Required work
No pictures should appear in the copy. Reproduce exactly the lines from the one containing "# point at: the collared" through the end of the material below.

====== Data for processing

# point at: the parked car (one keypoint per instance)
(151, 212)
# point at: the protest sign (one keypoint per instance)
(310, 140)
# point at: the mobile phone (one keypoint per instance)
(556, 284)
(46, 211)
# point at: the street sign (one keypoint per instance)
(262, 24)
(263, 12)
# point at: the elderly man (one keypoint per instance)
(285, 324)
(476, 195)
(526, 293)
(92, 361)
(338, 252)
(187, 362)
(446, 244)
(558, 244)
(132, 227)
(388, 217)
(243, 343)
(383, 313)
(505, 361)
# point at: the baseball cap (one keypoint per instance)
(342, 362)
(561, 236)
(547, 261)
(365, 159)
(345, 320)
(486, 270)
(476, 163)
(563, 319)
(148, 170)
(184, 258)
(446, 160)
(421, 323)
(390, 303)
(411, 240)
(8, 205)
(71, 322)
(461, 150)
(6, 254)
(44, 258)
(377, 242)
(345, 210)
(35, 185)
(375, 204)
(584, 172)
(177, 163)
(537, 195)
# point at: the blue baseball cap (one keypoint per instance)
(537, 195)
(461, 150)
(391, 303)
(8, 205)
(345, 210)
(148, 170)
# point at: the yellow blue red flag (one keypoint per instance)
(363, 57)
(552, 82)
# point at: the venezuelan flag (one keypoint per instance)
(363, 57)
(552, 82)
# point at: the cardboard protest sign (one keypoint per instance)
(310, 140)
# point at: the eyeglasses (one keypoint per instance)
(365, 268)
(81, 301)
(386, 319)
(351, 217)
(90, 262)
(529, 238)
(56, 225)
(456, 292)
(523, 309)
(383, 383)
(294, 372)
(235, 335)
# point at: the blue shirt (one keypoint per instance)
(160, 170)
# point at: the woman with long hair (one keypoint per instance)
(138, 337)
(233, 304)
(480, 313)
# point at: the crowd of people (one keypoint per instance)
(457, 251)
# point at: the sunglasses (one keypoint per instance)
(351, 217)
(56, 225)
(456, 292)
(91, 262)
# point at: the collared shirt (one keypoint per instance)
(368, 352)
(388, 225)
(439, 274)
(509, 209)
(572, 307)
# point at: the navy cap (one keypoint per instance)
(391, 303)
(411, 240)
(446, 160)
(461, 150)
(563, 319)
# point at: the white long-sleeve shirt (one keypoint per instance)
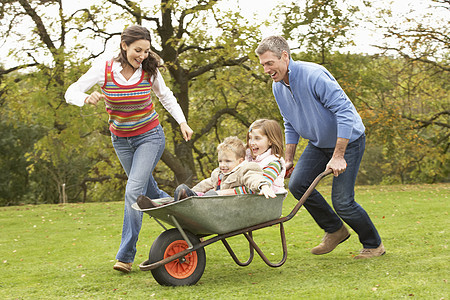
(76, 93)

============

Solution to this problem
# point at: the collared shirt (one keypoint per instance)
(368, 352)
(388, 225)
(439, 274)
(509, 209)
(572, 307)
# point at: the navy cap (one keypoint per instance)
(391, 303)
(411, 240)
(446, 160)
(461, 150)
(563, 319)
# point at: the white long-sleeve shirt (one keypoint per instance)
(76, 93)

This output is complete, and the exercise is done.